Quoted text.
This time, the test program compiles and runs without error. I assume you understand what reference-counting is, so I'll skip that lecture, but the copyctors-scoped example in the gitcast shows that now modifying one of the data fields modifies both, as they are both pointing to the same int. If you really need to be able to modify the two fields independently, you'll have to bite the bullet and do a deep copy. If you're worried about people triggering this expensive operation by accident, you could always make your class noncopyable and write a static deepCopy method, or even make your copy ctor do a shallow copy and zero all the pointers, but whatever you do, don't do what the author of this library did and write (or allow to be generated) a broken copy ctor.

List of tasks.
- a) Retype the copy-constructor passage, starting with "This time, the" and going on through "broken copy ctor.".
- b) According to the copy-constructor passage, what must be done to modify the two data fields independently?
- c) Proceed with the copy-constructor passage from the point where it stops.

Provided material.
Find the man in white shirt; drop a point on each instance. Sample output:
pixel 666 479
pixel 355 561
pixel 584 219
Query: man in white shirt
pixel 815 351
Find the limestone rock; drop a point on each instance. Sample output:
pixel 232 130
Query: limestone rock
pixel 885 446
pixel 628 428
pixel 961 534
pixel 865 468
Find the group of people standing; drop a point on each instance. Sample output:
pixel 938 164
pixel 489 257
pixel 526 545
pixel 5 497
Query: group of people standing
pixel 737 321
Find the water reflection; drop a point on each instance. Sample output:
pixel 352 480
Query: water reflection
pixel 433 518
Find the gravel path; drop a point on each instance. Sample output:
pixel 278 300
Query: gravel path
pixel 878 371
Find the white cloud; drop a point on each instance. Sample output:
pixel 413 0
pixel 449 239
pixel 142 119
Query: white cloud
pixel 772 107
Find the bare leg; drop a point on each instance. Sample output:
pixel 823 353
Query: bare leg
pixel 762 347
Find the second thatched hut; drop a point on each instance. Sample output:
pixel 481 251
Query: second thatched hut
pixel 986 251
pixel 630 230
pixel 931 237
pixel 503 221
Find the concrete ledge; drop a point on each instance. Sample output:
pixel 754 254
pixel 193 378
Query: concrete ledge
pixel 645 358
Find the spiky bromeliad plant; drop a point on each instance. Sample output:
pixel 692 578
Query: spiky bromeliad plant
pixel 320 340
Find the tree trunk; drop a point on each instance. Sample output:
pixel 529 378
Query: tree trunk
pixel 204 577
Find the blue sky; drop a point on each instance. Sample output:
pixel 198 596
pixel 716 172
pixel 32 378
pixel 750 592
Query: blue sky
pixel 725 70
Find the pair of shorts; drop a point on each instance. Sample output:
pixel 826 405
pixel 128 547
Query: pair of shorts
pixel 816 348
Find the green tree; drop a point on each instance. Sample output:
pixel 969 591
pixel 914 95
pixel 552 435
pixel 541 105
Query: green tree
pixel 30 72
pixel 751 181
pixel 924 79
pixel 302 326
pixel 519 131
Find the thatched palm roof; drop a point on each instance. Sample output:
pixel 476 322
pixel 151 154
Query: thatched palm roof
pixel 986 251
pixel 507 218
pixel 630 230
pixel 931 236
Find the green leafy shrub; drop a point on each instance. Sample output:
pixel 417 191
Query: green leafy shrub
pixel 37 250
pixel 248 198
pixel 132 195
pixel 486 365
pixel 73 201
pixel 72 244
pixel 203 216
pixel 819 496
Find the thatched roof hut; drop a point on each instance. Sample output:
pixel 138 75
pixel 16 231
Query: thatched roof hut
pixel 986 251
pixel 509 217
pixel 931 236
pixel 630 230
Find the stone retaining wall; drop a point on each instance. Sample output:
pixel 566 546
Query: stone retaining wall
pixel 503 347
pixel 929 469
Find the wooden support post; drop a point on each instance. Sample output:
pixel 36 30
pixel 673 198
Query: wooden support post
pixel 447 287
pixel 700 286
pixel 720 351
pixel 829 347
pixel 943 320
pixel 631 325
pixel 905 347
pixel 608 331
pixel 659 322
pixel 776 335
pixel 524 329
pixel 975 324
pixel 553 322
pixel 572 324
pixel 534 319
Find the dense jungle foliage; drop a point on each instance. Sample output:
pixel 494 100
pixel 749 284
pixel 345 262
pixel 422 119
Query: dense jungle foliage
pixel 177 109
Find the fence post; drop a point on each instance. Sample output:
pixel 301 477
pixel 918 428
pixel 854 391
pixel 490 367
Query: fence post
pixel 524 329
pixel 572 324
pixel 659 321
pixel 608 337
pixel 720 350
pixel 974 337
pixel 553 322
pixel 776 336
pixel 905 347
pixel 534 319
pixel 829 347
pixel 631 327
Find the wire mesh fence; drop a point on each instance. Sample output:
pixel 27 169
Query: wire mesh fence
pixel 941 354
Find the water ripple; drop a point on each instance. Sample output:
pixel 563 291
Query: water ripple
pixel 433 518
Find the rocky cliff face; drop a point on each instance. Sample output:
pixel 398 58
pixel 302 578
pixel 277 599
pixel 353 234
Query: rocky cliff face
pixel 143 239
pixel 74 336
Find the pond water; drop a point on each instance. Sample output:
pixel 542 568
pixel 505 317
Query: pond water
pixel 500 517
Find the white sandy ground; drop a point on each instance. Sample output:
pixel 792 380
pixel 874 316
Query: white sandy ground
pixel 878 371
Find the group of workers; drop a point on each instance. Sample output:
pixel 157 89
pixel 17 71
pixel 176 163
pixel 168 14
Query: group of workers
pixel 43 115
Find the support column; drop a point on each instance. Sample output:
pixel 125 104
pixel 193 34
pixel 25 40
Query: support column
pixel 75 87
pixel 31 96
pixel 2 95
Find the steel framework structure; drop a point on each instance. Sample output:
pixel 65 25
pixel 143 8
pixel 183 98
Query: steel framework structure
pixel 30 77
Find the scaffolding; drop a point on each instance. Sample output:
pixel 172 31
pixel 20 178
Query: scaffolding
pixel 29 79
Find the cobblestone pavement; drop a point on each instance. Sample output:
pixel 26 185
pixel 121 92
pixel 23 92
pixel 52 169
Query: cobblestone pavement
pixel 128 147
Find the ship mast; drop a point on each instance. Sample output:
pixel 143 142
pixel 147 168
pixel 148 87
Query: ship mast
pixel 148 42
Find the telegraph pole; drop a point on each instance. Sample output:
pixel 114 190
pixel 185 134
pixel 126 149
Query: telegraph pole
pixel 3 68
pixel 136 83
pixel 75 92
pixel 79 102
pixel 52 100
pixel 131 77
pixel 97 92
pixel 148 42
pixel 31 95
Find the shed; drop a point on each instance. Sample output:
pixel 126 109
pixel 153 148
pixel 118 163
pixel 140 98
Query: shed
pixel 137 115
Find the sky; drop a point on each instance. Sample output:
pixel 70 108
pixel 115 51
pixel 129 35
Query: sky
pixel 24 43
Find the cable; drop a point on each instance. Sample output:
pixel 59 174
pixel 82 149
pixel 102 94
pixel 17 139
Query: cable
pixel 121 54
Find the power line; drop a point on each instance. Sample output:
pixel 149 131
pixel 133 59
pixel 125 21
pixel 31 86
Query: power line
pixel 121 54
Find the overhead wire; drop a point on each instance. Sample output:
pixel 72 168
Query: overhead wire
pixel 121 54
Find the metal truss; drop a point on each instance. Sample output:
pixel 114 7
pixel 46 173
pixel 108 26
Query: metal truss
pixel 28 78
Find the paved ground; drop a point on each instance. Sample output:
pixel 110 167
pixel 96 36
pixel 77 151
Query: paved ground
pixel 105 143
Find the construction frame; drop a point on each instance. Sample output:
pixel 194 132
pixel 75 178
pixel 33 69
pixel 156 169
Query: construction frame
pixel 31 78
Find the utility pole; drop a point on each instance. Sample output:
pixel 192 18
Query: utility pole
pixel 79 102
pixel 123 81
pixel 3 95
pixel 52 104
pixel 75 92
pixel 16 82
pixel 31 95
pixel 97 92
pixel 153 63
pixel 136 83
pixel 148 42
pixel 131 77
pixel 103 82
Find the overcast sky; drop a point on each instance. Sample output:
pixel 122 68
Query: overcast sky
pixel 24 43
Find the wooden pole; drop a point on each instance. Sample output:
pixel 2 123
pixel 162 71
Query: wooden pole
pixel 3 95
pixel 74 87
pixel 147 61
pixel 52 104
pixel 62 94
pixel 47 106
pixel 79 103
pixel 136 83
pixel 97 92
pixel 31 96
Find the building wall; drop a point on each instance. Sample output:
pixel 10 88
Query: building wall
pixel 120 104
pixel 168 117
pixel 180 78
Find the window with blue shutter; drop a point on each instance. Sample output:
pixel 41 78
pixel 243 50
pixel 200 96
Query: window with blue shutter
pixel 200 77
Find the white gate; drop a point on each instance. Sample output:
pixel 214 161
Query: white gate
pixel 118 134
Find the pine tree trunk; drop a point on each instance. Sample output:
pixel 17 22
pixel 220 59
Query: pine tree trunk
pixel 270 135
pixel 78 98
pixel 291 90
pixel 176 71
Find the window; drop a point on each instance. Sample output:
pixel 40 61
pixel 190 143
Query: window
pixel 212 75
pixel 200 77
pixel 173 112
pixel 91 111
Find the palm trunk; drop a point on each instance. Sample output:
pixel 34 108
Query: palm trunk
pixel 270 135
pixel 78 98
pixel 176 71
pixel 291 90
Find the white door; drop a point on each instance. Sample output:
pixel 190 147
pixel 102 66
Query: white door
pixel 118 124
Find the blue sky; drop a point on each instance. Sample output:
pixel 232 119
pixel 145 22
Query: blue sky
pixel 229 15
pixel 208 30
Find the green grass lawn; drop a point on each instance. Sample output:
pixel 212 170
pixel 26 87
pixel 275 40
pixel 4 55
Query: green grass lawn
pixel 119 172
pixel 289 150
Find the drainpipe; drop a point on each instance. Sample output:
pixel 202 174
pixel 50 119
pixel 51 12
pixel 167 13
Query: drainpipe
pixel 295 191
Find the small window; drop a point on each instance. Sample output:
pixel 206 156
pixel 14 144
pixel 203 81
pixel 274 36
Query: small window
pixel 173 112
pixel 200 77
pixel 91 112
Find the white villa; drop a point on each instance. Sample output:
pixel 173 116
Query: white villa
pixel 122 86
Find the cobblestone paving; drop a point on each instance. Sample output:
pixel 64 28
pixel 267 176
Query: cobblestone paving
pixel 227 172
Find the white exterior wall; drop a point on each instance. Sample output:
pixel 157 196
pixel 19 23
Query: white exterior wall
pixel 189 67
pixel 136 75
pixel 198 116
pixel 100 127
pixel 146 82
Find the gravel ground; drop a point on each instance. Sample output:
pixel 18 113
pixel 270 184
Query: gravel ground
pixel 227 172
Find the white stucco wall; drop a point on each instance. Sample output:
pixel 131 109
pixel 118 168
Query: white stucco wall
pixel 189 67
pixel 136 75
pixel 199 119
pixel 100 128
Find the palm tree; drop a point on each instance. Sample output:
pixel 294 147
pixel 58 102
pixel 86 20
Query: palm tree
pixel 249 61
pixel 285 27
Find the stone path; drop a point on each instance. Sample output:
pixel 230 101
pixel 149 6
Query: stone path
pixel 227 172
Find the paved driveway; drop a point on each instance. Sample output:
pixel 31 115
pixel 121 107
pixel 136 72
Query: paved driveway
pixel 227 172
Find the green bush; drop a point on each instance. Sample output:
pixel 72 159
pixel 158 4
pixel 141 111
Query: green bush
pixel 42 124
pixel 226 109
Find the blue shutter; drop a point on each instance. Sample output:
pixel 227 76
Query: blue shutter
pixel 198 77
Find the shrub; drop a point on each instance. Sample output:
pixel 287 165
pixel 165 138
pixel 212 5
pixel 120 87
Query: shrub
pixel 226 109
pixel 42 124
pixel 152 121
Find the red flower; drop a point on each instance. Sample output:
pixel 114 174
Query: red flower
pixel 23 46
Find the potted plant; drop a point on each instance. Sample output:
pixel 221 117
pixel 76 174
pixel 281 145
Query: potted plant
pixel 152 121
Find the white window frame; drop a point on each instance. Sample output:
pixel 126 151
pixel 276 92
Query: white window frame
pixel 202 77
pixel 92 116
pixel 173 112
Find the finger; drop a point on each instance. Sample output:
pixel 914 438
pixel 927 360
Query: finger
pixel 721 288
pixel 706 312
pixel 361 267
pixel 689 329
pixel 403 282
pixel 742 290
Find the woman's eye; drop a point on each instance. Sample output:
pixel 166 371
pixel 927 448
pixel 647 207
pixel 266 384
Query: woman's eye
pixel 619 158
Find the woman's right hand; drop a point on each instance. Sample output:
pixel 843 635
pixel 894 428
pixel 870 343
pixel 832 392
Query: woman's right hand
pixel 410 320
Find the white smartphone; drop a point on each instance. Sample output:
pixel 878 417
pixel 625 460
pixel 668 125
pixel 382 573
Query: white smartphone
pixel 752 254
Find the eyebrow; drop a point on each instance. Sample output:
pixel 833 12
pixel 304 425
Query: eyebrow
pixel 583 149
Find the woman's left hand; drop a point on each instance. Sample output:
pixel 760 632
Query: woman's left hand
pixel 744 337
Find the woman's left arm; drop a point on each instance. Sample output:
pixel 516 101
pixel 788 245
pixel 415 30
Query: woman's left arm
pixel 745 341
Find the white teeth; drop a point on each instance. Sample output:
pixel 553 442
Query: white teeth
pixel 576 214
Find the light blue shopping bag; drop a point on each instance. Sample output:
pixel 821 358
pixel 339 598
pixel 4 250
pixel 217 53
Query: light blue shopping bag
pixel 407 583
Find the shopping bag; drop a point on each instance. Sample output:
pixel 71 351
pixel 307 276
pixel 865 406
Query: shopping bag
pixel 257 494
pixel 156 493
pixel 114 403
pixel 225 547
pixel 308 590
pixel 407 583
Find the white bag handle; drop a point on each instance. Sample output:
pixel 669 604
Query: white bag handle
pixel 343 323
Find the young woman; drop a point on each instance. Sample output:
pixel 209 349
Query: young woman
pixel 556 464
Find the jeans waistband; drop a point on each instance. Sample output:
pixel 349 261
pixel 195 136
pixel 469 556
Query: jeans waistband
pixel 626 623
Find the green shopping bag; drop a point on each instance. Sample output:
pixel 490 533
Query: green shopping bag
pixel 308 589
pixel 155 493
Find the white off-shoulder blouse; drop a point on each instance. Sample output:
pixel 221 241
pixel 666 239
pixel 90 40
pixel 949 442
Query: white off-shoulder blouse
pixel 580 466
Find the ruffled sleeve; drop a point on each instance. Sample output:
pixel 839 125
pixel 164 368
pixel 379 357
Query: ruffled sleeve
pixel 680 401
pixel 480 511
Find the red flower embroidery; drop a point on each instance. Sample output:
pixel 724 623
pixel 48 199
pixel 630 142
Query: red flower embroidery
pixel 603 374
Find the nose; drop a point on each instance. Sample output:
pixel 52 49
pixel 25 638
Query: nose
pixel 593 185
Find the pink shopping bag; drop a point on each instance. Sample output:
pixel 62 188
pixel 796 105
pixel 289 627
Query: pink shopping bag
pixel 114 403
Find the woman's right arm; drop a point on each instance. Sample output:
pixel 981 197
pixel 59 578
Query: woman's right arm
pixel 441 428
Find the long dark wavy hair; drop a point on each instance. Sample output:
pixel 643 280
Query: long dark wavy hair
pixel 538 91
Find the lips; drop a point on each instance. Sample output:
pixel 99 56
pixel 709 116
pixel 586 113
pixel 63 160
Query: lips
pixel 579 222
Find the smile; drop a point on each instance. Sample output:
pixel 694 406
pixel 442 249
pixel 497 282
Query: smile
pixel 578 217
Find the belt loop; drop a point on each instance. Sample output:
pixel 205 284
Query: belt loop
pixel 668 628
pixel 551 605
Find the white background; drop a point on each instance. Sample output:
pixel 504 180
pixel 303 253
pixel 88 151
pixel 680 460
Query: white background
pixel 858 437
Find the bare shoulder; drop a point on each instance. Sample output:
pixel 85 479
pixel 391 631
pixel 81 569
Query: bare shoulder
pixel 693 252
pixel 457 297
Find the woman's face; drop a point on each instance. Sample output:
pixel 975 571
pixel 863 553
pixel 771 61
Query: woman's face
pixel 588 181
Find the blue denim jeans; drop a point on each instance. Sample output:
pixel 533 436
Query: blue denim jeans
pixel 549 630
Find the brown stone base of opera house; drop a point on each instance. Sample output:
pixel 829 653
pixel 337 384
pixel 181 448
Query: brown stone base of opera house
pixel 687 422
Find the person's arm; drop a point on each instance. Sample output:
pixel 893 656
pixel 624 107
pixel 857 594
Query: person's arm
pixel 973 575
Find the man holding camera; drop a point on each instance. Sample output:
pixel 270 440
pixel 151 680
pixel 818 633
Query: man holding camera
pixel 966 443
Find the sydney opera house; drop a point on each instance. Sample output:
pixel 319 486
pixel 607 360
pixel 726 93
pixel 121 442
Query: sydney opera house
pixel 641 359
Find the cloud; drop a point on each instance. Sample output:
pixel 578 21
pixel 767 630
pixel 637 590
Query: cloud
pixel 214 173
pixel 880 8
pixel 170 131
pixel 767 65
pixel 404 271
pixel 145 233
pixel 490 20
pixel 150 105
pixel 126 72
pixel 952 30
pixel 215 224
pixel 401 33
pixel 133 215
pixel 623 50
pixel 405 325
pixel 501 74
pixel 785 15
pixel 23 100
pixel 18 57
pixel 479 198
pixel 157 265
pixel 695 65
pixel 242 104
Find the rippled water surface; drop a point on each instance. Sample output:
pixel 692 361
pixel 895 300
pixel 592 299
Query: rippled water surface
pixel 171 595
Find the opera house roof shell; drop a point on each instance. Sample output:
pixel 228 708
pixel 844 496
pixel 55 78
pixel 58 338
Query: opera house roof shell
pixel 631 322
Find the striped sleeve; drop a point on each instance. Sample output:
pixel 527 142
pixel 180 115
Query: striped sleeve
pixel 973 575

Expected responses.
- a)
This time, the test program compiles and runs without error. I assume you understand what reference-counting is, so I'll skip that lecture, but the copyctors-scoped example in the gitcast shows that now modifying one of the data fields modifies both, as they are both pointing to the same int. If you really need to be able to modify the two fields independently, you'll have to bite the bullet and do a deep copy. If you're worried about people triggering this expensive operation by accident, you could always make your class noncopyable and write a static deepCopy method, or even make your copy ctor do a shallow copy and zero all the pointers, but whatever you do, don't do what the author of this library did and write (or allow to be generated) a broken copy ctor.

- b) A deep copy.

- c)
Notice how, in both examples using smart pointers, the class definition is simpler and shorter than the original, and less bug-prone. Smart pointers allow you to think once about what it means to copy your object and who is responsible for it, and then forget. You don't have to keep chasing round ownership flags like you did in C. You don't have to worry about large structures being left in memory or holding locks, or inappropriate referent sharing, like you do in environments with garbage collection as the only mechanism for lifetime control and inflexible reference semantics. You don't even have to remember to delete your heap objects. And future maintainers of your code will be able to tell what your intention was and how they can avoid introducing bugs, without having to draw a diagram. Using smart pointers is so easy, and makes your life (and the lives of people who have to touch your code) so much easier, that there's no excuse for writing classes you have to pussyfoot around to avoid crashing your program.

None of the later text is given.